## Task brief
Retype every row below word for word, and leave the pictures out of your copy.

## Exercise data

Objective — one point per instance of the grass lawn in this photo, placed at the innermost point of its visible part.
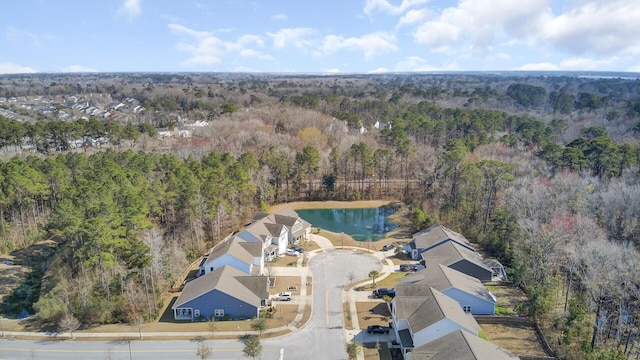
(348, 320)
(283, 283)
(509, 297)
(373, 313)
(375, 351)
(389, 282)
(520, 340)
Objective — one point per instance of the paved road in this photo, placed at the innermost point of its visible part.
(323, 337)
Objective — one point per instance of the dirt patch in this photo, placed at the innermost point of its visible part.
(286, 283)
(509, 299)
(348, 319)
(306, 315)
(520, 340)
(376, 351)
(389, 282)
(373, 313)
(330, 205)
(11, 277)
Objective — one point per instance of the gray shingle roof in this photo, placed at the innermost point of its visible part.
(450, 253)
(460, 345)
(228, 280)
(442, 278)
(233, 247)
(423, 306)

## Response for this exercise
Objective — one point per instance of the grass lawn in this photo, placed at the innermost point of its visible part.
(348, 320)
(283, 283)
(509, 297)
(373, 313)
(375, 351)
(389, 282)
(520, 340)
Objective — one point per instance of the paved road in this photo, placed at the innermost point of its visible part.
(323, 337)
Objective — one point per instance of the dirt patch in this photo, placed at the innermost point of its visible part.
(286, 283)
(509, 299)
(348, 319)
(306, 315)
(520, 340)
(376, 351)
(389, 282)
(373, 313)
(330, 205)
(11, 277)
Objective — one point per instance of the gray shingle roof in this photo, placed at the innermost point of its visible part.
(450, 253)
(460, 345)
(228, 280)
(442, 278)
(233, 247)
(423, 306)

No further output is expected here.